- _Aim of the task_: Return each entry exactly, omitting nothing.

- _Data shown_:
+ + +

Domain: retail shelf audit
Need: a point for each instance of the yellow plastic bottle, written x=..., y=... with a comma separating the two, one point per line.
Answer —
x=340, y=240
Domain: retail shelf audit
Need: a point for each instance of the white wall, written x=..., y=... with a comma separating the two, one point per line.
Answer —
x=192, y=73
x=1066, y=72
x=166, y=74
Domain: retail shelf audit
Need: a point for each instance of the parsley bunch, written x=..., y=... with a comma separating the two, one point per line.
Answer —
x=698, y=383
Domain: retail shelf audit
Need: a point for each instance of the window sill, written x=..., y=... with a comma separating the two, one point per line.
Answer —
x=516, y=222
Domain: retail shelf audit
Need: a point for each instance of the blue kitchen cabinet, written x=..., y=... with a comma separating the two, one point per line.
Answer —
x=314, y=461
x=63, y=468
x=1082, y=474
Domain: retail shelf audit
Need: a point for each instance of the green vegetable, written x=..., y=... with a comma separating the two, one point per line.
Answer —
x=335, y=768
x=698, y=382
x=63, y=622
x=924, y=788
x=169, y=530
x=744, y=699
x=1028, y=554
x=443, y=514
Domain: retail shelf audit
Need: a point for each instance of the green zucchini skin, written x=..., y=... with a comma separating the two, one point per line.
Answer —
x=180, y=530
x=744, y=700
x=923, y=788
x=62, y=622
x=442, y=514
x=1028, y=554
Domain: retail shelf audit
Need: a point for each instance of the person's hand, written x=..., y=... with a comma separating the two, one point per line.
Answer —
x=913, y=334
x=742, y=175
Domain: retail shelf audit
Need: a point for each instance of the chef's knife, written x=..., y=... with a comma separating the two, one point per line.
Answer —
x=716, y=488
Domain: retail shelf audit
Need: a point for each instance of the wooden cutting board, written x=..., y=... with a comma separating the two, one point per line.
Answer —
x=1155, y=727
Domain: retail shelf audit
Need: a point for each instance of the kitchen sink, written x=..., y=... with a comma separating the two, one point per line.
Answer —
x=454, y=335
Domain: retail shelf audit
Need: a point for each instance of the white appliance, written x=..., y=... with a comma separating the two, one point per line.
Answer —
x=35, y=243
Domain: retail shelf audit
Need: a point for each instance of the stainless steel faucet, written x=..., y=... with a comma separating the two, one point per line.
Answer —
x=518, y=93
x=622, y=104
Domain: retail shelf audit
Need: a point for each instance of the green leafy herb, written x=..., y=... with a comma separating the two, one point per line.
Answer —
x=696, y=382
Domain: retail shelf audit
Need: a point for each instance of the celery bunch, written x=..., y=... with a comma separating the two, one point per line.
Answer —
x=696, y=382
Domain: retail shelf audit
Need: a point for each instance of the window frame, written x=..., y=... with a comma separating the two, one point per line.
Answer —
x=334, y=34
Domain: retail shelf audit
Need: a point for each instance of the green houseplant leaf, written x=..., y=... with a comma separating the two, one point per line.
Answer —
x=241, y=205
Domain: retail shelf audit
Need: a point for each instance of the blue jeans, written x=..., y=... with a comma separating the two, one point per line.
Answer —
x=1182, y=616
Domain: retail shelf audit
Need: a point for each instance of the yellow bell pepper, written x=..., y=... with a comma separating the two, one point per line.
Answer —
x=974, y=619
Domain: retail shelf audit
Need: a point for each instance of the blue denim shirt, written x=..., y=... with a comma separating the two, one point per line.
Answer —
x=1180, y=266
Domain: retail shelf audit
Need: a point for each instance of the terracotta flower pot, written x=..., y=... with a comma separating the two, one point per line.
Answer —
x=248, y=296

+ + +

- _Result for this task_:
Domain: retail shelf audit
Need: a point for each instance of the yellow plastic bottle, written x=..., y=... with a comma separating the two, one point per line.
Answer —
x=340, y=240
Domain: retail shelf audit
Need: a point for each instance of the white wall, written x=..., y=... with a comma separating the two, one point per line.
Answer —
x=192, y=73
x=1066, y=72
x=166, y=74
Domain: retail shelf audit
Need: a point for each instance of the parsley bunch, written x=..., y=... with a comma separating the two, one point per line.
Answer —
x=698, y=383
Domain: retail shelf audit
Need: a point for each instance of the window sill, written x=..., y=... with a comma separating the two, one point per line.
Answer —
x=516, y=222
Domain: retail shelf audit
Need: a point for each instance of the blue kitchen cabinet, written x=..., y=... with a comma separating the two, one point per line.
Answer —
x=314, y=461
x=63, y=468
x=1082, y=474
Domain: retail shelf audit
Need: a point for each instance of the green vegetable, written x=..., y=... with a comma separating the two, one point per line.
Answer —
x=335, y=768
x=698, y=382
x=63, y=622
x=924, y=788
x=169, y=530
x=744, y=699
x=1028, y=554
x=443, y=514
Domain: retail shelf audit
Need: a point for each instance of the green zucchini skin, written x=..., y=... with a comma separating the two, one point per line.
Answer —
x=180, y=530
x=744, y=700
x=923, y=788
x=62, y=622
x=442, y=514
x=1028, y=554
Domain: retail shelf audit
Need: a point for each instance of the person's hand, written x=..., y=... with a comma separating the two, one point per line.
Answer —
x=913, y=334
x=742, y=175
Domain: retail shelf audit
Need: a point for each instance of the chef's knife, written x=..., y=... with a comma separating the two, one point per line.
Answer —
x=716, y=488
Domain: retail shelf audit
Need: a point for each instance of the wooden cutting board, written x=..., y=... with a comma separating the two, one point per line.
Answer —
x=1155, y=727
Domain: retail shelf audit
Need: a point for each instance of the kitchen sink, written x=..., y=... with a comma separating the two, one point per line.
Answer —
x=454, y=335
Domain: retail shelf audit
Need: a point for each instance of the white appliance, written x=..., y=... with a comma separating the two, one point per line.
Answer —
x=35, y=243
Domain: retail shelf audit
Need: a point for each instance of the stainless steel faucet, written x=..., y=... with a comma separating the two, one point per line.
Answer —
x=518, y=93
x=622, y=104
Domain: retail shelf audit
Need: a point for each instance of the green leafy herb, written x=..., y=... with a comma separating the two, one point per line.
Answer —
x=696, y=382
Domain: retail shelf audit
Need: a point for each instance of the celery bunch, written x=..., y=... with a comma separating the two, one point per line.
Answer —
x=696, y=382
Domain: retail shelf audit
Need: a point for each instance of the window frame, written x=..., y=... with a comma separating the two, one point per line.
Answer —
x=334, y=34
Domain: retail shelf audit
Need: a point for each instance of the green houseplant leaf, written x=..., y=... with a comma separating the two, one point per line.
Answer —
x=241, y=205
Domain: retail shelf audit
Need: a point for each instance of the blue jeans, written x=..., y=... with a comma separating the two, one point per line.
Answer —
x=1182, y=616
Domain: retail shelf audit
Need: a point for each instance of the yellow bell pepper, written x=..., y=... with a comma separating the two, one point per line.
Answer —
x=974, y=619
Domain: retail shelf audit
Need: a point for each instance of the blue denim shirt, written x=..., y=... with a comma separating the two, one point per line.
Answer —
x=1180, y=266
Domain: retail shelf audit
Need: a point for each instance of the terracotta flower pot, written x=..., y=... with a comma separating the two, one point per line.
Answer —
x=248, y=296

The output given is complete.